**OBJECTIVE**. How many rows below contain the string "lever"? Matching is case-sensitive. Reply with the number alone.

'''

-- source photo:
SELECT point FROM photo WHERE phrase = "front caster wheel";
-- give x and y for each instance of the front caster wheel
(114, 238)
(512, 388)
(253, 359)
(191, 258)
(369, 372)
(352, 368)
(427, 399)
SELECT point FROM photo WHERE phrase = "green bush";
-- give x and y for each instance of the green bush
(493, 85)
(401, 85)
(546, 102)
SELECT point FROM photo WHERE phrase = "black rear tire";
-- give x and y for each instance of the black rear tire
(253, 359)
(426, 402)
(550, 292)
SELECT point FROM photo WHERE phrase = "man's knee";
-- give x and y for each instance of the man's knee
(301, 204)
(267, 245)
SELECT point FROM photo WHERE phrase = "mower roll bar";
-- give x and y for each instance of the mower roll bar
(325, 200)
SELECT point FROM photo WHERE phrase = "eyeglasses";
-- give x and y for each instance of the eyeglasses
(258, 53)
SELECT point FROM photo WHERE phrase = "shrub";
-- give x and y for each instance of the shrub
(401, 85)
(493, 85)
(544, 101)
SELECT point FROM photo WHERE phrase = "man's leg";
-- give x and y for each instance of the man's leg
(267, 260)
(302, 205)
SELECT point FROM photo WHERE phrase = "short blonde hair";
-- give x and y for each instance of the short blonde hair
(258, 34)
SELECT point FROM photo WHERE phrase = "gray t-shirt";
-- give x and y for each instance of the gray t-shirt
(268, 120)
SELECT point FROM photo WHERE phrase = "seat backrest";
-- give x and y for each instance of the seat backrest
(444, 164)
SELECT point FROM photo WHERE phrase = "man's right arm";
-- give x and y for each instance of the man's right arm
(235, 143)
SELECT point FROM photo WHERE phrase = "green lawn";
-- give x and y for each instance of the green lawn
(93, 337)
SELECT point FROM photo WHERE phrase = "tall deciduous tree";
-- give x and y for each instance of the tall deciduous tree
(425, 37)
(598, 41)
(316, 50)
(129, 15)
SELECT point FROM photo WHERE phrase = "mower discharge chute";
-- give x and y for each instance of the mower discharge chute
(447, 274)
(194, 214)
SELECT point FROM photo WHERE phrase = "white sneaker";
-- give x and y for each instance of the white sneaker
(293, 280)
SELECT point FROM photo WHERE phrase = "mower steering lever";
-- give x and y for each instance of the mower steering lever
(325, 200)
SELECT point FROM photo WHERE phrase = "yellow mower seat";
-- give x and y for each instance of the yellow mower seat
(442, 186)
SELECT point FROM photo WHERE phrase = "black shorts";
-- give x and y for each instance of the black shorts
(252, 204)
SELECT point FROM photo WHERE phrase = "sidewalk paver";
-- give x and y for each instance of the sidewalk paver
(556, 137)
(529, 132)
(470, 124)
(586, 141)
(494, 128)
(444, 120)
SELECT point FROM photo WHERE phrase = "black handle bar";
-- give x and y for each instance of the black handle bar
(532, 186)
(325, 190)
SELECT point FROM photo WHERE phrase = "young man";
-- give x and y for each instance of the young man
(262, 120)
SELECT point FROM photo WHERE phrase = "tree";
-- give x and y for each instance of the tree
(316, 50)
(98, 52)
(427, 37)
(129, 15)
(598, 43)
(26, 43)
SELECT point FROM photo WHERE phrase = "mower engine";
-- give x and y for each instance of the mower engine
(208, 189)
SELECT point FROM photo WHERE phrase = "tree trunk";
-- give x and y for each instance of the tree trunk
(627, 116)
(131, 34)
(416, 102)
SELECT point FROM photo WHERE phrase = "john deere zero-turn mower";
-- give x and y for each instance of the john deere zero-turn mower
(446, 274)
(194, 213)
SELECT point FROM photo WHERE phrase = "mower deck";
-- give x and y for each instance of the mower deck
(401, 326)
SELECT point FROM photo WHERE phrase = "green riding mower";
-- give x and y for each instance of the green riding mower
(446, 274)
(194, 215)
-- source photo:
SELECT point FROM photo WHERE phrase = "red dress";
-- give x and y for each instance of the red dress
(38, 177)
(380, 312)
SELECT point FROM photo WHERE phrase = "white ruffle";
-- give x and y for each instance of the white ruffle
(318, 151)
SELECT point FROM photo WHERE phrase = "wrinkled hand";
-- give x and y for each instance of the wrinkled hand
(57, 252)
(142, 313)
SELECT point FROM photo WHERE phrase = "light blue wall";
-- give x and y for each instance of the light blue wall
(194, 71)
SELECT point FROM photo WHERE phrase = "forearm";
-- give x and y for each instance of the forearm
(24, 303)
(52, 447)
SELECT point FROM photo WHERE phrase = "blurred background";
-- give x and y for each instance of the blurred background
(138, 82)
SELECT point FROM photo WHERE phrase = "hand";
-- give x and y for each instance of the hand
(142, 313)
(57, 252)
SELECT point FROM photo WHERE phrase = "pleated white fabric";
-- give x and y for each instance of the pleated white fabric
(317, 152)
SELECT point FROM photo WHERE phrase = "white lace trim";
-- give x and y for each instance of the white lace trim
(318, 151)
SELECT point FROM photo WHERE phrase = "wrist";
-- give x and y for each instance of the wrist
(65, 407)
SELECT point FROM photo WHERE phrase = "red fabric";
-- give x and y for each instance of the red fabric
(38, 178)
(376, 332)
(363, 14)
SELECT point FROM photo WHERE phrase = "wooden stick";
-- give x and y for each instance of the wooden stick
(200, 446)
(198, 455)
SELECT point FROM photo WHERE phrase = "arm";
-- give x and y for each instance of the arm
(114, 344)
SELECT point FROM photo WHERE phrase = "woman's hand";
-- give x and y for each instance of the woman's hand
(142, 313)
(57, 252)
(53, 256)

'''

**RESPONSE TO THE EXERCISE**. 2